# Asked him to leave on Saturday



## just_me (May 24, 2011)

I guess I am just realizing we are separated. We've been together more than half of our lives. We moved in together when we were 18, had our dd at 22 (married at 23) and now at 37, here we are. I asked him to leave on Saturday.

We have communicated through text and email and he is now admitting to being unhappy for a long time. Of course, I knew it and felt it for a long time, but he wouldn't admit it to me for fear of hurting me, or so he says. He seems to understand that not being honest was hurting me too.

I could go into detail, but from what I've read here, the details are all the same. I've felt like he wanted freedom from his family life for a long time and have told him so a number of times. He is finally admitting that it's true and that he feels like part of it (I am sure much of it) has to do with never having experienced adult life without each other.

I admit, I have thought about that too, and I don't hate him for feeling that way. Right now, I just kind of hate that he couldn't be honest with me, until I told him to leave and get his head sorted out. While I have had fleeting thoughts of what it would be like to live alone, I never acted in a way that pushed him away because of it.

I love him and he loves me... so why is this so hard?


----------



## Kauaiguy (May 8, 2011)

just_me said:


> I guess I am just realizing we are separated. We've been together more than half of our lives. We moved in together when we were 18, had our dd at 22 (married at 23) and now at 37, here we are. I asked him to leave on Saturday.
> 
> We have communicated through text and email and he is now admitting to being unhappy for a long time. Of course, I knew it and felt it for a long time, but he wouldn't admit it to me for fear of hurting me, or so he says. He seems to understand that not being honest was hurting me too.
> 
> ...


I guess all marriages get into a rut after a few years. One of the couple changes (such as our case) and all of a sudden you have nothing in common. Another reason is getting married too young OR married your high school girlfriend and have not experienced any other relationship, and now they want to experience it.

There are many reasons why this happens not to mention the financial aspect of it. But lost of love is NOT always the reason for the separation or even divorce.

Wife and I still love each other ... we just can't live with each other. Living together but living separate lives makes for a stressful environment. I tried it for a few years, but at the beginning of this year, I just couldn't handle it anymore.

## Supplied data
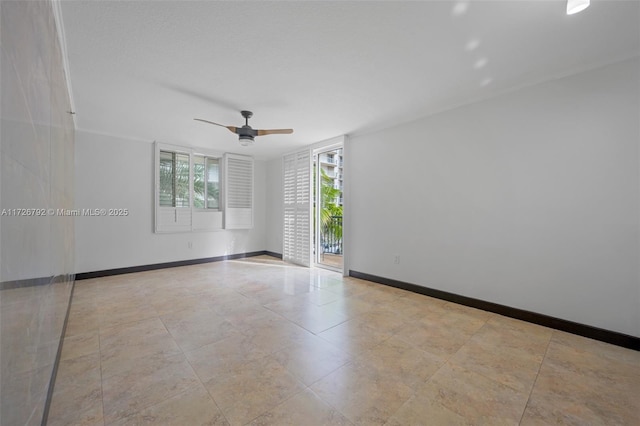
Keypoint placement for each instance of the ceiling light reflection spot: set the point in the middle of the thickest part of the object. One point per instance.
(472, 44)
(480, 63)
(460, 8)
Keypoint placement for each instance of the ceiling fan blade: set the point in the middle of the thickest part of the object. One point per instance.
(274, 132)
(232, 129)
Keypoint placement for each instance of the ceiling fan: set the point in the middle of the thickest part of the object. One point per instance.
(246, 132)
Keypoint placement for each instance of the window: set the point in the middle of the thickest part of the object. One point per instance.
(206, 182)
(174, 179)
(188, 190)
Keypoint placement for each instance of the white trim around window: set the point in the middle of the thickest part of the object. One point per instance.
(175, 209)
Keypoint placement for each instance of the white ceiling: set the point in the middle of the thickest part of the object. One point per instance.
(145, 69)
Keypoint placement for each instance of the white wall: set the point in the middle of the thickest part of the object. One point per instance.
(113, 172)
(36, 172)
(274, 205)
(528, 200)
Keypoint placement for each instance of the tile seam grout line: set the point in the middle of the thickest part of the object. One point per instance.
(544, 357)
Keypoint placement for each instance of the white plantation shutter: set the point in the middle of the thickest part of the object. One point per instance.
(297, 208)
(238, 199)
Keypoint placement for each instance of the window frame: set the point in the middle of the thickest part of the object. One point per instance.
(184, 217)
(205, 202)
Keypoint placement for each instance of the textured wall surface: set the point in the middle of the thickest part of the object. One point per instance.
(37, 167)
(530, 200)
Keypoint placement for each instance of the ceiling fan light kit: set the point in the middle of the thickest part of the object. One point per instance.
(575, 6)
(246, 133)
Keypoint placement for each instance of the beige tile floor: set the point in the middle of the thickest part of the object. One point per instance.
(263, 343)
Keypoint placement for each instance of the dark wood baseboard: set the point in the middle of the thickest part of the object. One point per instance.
(34, 282)
(608, 336)
(273, 254)
(142, 268)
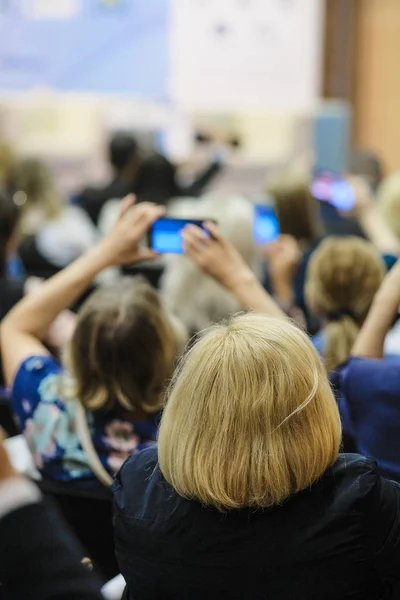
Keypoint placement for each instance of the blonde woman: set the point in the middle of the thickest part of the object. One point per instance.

## Things to do
[1] Could you repeat the part of the forum thread from "## just_me (May" up to and including "without each other.", word for word?
[2] Do these statements agree with the forum thread? Answer yes or no for each and quote the words that decide it.
(a) just_me and her husband married when they were 22.
(b) just_me and her husband have been communicating through text and email.
(c) Kauaiguy says he and his wife still love each other.
[3] In the forum thread, what are all the ages that just_me's post gives, and what does each refer to?

## Solutions to each task
[1]
## just_me (May 24, 2011)

I guess I am just realizing we are separated. We've been together more than half of our lives. We moved in together when we were 18, had our dd at 22 (married at 23) and now at 37, here we are. I asked him to leave on Saturday.

We have communicated through text and email and he is now admitting to being unhappy for a long time. Of course, I knew it and felt it for a long time, but he wouldn't admit it to me for fear of hurting me, or so he says. He seems to understand that not being honest was hurting me too.

I could go into detail, but from what I've read here, the details are all the same. I've felt like he wanted freedom from his family life for a long time and have told him so a number of times. He is finally admitting that it's true and that he feels like part of it (I am sure much of it) has to do with never having experienced adult life without each other.

[2]
(a) No: "had our dd at 22 (married at 23)"
(b) Yes: "We have communicated through text and email"
(c) Yes: "Wife and I still love each other"

[3]
- 18: they moved in together
- 22: they had their dd
- 23: they married
- 37: their age now